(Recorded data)
▬▬▬▬▬▬▬▬▬▬

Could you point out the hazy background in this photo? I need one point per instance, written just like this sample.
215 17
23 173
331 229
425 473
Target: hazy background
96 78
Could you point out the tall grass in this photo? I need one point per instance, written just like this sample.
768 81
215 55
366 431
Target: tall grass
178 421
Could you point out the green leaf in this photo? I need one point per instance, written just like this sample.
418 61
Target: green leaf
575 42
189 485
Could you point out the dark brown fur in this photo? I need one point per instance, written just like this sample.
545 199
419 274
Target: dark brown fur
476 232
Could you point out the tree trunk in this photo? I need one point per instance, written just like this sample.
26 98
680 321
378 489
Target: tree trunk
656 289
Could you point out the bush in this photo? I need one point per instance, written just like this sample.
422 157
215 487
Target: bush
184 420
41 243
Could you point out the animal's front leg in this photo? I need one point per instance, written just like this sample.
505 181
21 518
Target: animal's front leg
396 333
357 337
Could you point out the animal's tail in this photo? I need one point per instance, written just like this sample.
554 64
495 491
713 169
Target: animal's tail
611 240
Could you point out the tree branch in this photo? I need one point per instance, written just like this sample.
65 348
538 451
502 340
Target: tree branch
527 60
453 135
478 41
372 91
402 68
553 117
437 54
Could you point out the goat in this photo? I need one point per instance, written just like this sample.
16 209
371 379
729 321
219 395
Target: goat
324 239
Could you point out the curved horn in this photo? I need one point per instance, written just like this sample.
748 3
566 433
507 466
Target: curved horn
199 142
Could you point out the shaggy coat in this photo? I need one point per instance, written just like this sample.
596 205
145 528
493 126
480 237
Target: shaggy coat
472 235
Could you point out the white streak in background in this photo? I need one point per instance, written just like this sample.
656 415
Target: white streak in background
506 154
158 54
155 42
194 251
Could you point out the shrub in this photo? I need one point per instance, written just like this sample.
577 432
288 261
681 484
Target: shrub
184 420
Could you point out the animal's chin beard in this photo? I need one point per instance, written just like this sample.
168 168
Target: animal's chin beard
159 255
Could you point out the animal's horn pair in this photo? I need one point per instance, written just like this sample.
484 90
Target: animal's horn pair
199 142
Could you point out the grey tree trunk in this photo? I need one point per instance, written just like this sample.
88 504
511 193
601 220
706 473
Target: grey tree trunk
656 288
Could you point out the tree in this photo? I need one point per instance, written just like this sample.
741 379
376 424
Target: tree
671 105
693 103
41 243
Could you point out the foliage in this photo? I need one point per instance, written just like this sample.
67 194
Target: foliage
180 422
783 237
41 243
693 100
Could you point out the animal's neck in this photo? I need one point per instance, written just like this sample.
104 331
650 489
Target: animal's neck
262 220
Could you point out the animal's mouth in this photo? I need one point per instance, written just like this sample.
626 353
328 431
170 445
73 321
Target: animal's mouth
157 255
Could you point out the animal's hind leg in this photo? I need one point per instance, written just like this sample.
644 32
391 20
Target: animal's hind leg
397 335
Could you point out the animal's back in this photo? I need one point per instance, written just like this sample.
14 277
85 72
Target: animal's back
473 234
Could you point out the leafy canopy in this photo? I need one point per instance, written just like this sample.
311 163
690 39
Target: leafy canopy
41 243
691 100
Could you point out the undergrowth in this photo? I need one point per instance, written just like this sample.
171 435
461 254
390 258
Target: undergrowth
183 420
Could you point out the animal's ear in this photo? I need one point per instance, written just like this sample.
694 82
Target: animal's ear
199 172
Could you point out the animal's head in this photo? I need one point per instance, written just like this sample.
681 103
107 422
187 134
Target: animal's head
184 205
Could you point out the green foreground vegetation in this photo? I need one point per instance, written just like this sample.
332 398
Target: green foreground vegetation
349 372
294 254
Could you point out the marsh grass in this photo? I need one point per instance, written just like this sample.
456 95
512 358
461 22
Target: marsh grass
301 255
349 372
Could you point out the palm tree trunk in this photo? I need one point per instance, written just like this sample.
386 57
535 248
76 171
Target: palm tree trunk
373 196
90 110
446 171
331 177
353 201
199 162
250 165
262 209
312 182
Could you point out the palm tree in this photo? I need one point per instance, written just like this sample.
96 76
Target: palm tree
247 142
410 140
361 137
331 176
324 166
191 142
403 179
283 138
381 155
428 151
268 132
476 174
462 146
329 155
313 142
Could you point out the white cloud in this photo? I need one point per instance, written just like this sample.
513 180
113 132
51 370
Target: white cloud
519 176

▬▬▬▬▬▬▬▬▬▬

> [Stated goal]
Transcribe exactly the line containing "Could you point out the animal's hind" and all remaining lines of the material, ending with the last one.

> [The completed task]
Could you point out the animal's hind leg in this photo? I need one point per instance, written just like this sample.
644 32
391 20
Target: animal's hind leg
397 335
Could you point out the animal's back in this photo? I need one point per instance, written just like this sample.
14 277
85 72
Target: animal's back
473 234
Could you point out the leafy canopy in this photo? I need one point per instance, written just like this sample.
311 163
690 39
Target: leafy canopy
41 243
691 100
Could you point out the undergrowth in this photo? I need one point per instance, written just like this sample.
171 435
461 254
390 258
Target: undergrowth
183 420
Could you point out the animal's ear in this photo? I need one point per instance, written just like this sample.
694 82
Target: animal's ear
199 172
Could you point out the animal's head in this photo? I need one point per instance, written just like this sample.
681 103
107 422
187 134
Target: animal's head
184 205
Could you point out the green foreground vegetation in this photo? I need one point per instance, written just like this sample.
332 398
Target: green foreground vegetation
349 372
294 254
Could you point out the marsh grass in this photo? I need one point per instance, written just like this sample.
456 95
512 358
461 22
Target: marsh grass
301 255
349 372
Could you point out the palm tree trunk in this photo? I need one point per instance, written just like this sample.
386 57
535 248
76 171
Target: palm tree trunk
373 196
90 110
446 171
331 177
353 201
199 162
250 165
262 209
312 182
Could you point out the palm tree in this photo? I need one point per instance, written just like this sample.
96 76
Target: palm tree
247 142
410 140
361 137
331 176
324 166
191 142
403 179
283 138
381 155
428 151
268 132
476 174
462 146
329 155
313 142
Could you point out the white cloud in this photo? I need one point per instance, written just like this sample.
513 180
113 132
51 370
Target: white cloud
519 176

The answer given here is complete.